=== Your goal ===
Can you write out, character for character, the stretch of lines below from the one containing "outline --target=white football" through the one containing "9 58 L 19 55", with both of those lines included?
╭─ Data lines
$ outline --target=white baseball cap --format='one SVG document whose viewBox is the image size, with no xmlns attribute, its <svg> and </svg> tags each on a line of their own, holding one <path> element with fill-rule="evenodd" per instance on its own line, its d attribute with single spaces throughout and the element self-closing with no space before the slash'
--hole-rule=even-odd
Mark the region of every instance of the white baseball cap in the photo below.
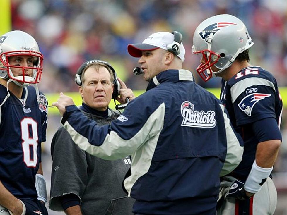
<svg viewBox="0 0 287 215">
<path fill-rule="evenodd" d="M 133 57 L 140 57 L 142 55 L 142 51 L 152 51 L 159 48 L 167 51 L 168 45 L 172 43 L 174 39 L 174 35 L 169 32 L 154 33 L 141 43 L 129 44 L 128 52 Z M 185 49 L 182 43 L 180 43 L 180 53 L 177 56 L 183 62 L 184 60 Z"/>
</svg>

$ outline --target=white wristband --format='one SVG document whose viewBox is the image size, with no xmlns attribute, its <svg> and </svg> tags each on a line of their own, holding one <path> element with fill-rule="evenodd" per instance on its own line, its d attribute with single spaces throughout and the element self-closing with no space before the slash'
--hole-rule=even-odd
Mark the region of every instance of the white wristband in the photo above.
<svg viewBox="0 0 287 215">
<path fill-rule="evenodd" d="M 38 194 L 37 199 L 43 202 L 46 204 L 47 202 L 46 182 L 44 176 L 41 174 L 36 174 L 36 183 L 35 186 Z"/>
<path fill-rule="evenodd" d="M 25 204 L 24 202 L 20 199 L 18 199 L 18 200 L 20 201 L 20 202 L 21 202 L 22 204 L 22 206 L 23 206 L 23 211 L 22 211 L 22 213 L 21 214 L 21 215 L 25 215 L 25 214 L 26 214 L 26 206 L 25 206 Z M 14 214 L 12 213 L 11 211 L 10 210 L 8 210 L 10 214 L 11 215 L 14 215 Z M 1 213 L 2 213 L 2 211 L 1 211 Z"/>
<path fill-rule="evenodd" d="M 244 184 L 244 189 L 247 192 L 255 193 L 261 189 L 265 182 L 264 180 L 271 174 L 273 167 L 271 168 L 262 168 L 258 166 L 254 161 L 251 171 Z"/>
</svg>

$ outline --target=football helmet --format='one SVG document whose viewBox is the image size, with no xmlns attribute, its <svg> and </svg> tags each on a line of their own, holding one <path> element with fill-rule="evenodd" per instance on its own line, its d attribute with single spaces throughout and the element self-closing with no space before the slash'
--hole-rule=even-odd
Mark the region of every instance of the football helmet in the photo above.
<svg viewBox="0 0 287 215">
<path fill-rule="evenodd" d="M 192 53 L 201 54 L 204 60 L 196 71 L 206 82 L 213 73 L 219 73 L 230 66 L 240 53 L 254 44 L 243 23 L 228 14 L 212 16 L 199 24 L 193 43 Z M 219 70 L 213 71 L 213 65 Z"/>
<path fill-rule="evenodd" d="M 33 65 L 27 66 L 11 65 L 9 58 L 12 56 L 26 55 L 34 60 Z M 43 70 L 43 55 L 39 50 L 35 39 L 30 35 L 21 31 L 13 31 L 0 37 L 0 78 L 13 80 L 20 86 L 38 83 L 41 81 Z M 20 68 L 21 75 L 14 76 L 11 68 Z M 33 69 L 31 77 L 25 76 L 25 70 Z"/>
</svg>

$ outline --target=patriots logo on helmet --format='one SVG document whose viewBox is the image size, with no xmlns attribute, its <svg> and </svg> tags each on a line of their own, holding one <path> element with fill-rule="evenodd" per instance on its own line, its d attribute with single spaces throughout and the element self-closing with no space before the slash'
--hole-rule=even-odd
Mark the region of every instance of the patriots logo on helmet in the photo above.
<svg viewBox="0 0 287 215">
<path fill-rule="evenodd" d="M 270 93 L 253 93 L 243 98 L 238 104 L 238 106 L 247 115 L 251 116 L 253 107 L 259 100 L 271 96 Z"/>
<path fill-rule="evenodd" d="M 235 23 L 228 22 L 220 22 L 214 23 L 204 28 L 202 31 L 199 33 L 199 35 L 203 39 L 207 41 L 208 39 L 208 37 L 212 33 L 214 35 L 218 31 L 220 30 L 221 28 L 227 27 L 231 25 L 237 25 Z"/>
<path fill-rule="evenodd" d="M 5 39 L 8 37 L 7 36 L 3 36 L 1 37 L 0 37 L 0 44 L 2 43 L 3 42 Z"/>
</svg>

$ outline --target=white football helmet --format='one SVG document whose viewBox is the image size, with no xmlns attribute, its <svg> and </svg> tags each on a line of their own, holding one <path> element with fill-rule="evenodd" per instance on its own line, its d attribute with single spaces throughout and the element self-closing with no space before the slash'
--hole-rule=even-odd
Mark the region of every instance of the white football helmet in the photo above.
<svg viewBox="0 0 287 215">
<path fill-rule="evenodd" d="M 9 58 L 19 55 L 33 57 L 34 60 L 33 66 L 10 65 Z M 21 31 L 13 31 L 0 37 L 0 78 L 10 78 L 20 86 L 38 83 L 41 81 L 43 59 L 37 42 L 27 33 Z M 22 75 L 14 77 L 11 70 L 12 68 L 21 68 Z M 25 76 L 25 69 L 33 70 L 32 77 Z"/>
<path fill-rule="evenodd" d="M 228 14 L 210 17 L 199 24 L 194 35 L 192 52 L 202 54 L 204 60 L 196 71 L 207 81 L 213 73 L 228 68 L 240 53 L 253 44 L 245 25 L 238 18 Z M 213 71 L 211 67 L 213 65 L 219 70 Z"/>
</svg>

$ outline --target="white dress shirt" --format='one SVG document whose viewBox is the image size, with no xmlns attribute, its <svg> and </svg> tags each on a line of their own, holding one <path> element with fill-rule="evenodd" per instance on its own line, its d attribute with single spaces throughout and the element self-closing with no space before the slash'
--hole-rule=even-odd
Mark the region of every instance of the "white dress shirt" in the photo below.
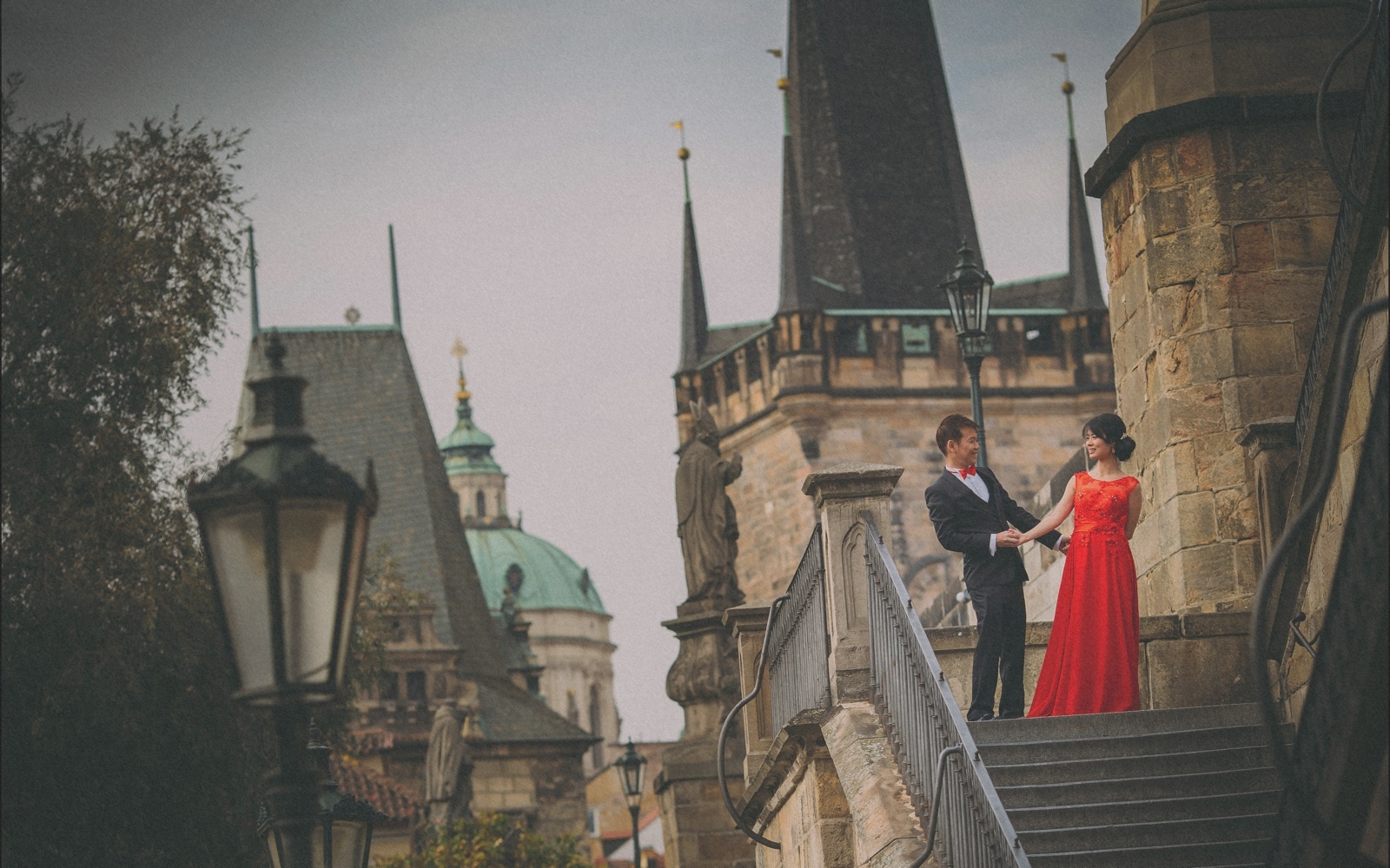
<svg viewBox="0 0 1390 868">
<path fill-rule="evenodd" d="M 979 497 L 984 503 L 990 503 L 990 486 L 984 485 L 984 479 L 980 478 L 979 472 L 966 474 L 963 469 L 958 469 L 958 468 L 954 468 L 954 467 L 948 467 L 947 472 L 951 474 L 952 476 L 955 476 L 956 479 L 959 479 L 960 482 L 963 482 L 965 487 L 967 487 L 972 492 L 974 492 L 976 497 Z M 999 536 L 998 533 L 991 533 L 990 535 L 990 557 L 994 557 L 994 554 L 995 554 L 997 543 L 998 543 L 998 536 Z M 1062 540 L 1058 539 L 1056 544 L 1052 546 L 1052 549 L 1055 551 L 1061 551 L 1062 550 Z"/>
</svg>

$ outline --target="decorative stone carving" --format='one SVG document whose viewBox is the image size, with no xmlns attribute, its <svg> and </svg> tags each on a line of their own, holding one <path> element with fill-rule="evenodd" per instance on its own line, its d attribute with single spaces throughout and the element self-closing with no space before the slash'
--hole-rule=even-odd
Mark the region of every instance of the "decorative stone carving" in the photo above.
<svg viewBox="0 0 1390 868">
<path fill-rule="evenodd" d="M 744 472 L 738 453 L 719 456 L 719 424 L 709 410 L 691 404 L 694 436 L 676 468 L 677 535 L 685 560 L 689 593 L 680 614 L 723 611 L 744 601 L 734 560 L 738 557 L 738 517 L 724 486 Z"/>
</svg>

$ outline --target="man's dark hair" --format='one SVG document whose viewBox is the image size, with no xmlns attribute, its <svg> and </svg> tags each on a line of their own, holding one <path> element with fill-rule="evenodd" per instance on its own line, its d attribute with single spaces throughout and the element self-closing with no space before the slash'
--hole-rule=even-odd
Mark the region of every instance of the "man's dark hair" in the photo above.
<svg viewBox="0 0 1390 868">
<path fill-rule="evenodd" d="M 941 450 L 942 456 L 947 454 L 947 443 L 949 440 L 959 442 L 965 436 L 966 429 L 979 431 L 979 425 L 967 415 L 952 412 L 941 419 L 941 424 L 937 425 L 937 449 Z"/>
</svg>

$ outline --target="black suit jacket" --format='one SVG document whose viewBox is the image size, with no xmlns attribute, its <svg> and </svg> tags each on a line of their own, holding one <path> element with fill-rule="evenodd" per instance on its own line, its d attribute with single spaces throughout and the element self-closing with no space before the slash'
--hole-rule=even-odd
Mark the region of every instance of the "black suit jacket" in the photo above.
<svg viewBox="0 0 1390 868">
<path fill-rule="evenodd" d="M 1011 524 L 1026 533 L 1038 524 L 1038 519 L 1013 503 L 988 468 L 981 467 L 979 474 L 990 489 L 990 503 L 980 500 L 980 496 L 951 471 L 941 474 L 941 478 L 927 487 L 927 511 L 937 529 L 937 539 L 951 551 L 965 554 L 966 587 L 1027 582 L 1029 574 L 1023 569 L 1019 550 L 997 549 L 991 556 L 990 535 L 1008 531 Z M 1052 531 L 1038 537 L 1038 542 L 1051 549 L 1061 537 L 1061 533 Z"/>
</svg>

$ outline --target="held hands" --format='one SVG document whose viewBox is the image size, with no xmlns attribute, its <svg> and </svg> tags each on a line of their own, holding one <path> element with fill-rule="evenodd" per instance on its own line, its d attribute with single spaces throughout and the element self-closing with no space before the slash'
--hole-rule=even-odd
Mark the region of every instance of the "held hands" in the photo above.
<svg viewBox="0 0 1390 868">
<path fill-rule="evenodd" d="M 1013 528 L 994 535 L 994 546 L 997 549 L 1017 549 L 1026 542 L 1027 540 L 1023 539 L 1023 535 Z"/>
</svg>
╰─
=== Result of the exercise ===
$ outline --target=white football helmet --format='one SVG document whose viewBox is the image size, with no xmlns attribute, its <svg> and </svg> tags each on a line of their own, holding one <path> element with fill-rule="evenodd" per instance on its own line, its d attribute with single spaces throughout and the element self-closing with no space before the slash'
--hole-rule=even-odd
Mark the region of every instance of the white football helmet in the photo above.
<svg viewBox="0 0 287 215">
<path fill-rule="evenodd" d="M 9 58 L 19 55 L 33 57 L 34 60 L 33 66 L 10 65 Z M 21 31 L 13 31 L 0 37 L 0 78 L 10 78 L 20 86 L 38 83 L 41 81 L 43 59 L 37 42 L 27 33 Z M 22 75 L 14 77 L 11 70 L 12 68 L 21 68 Z M 25 76 L 25 69 L 33 70 L 32 77 Z"/>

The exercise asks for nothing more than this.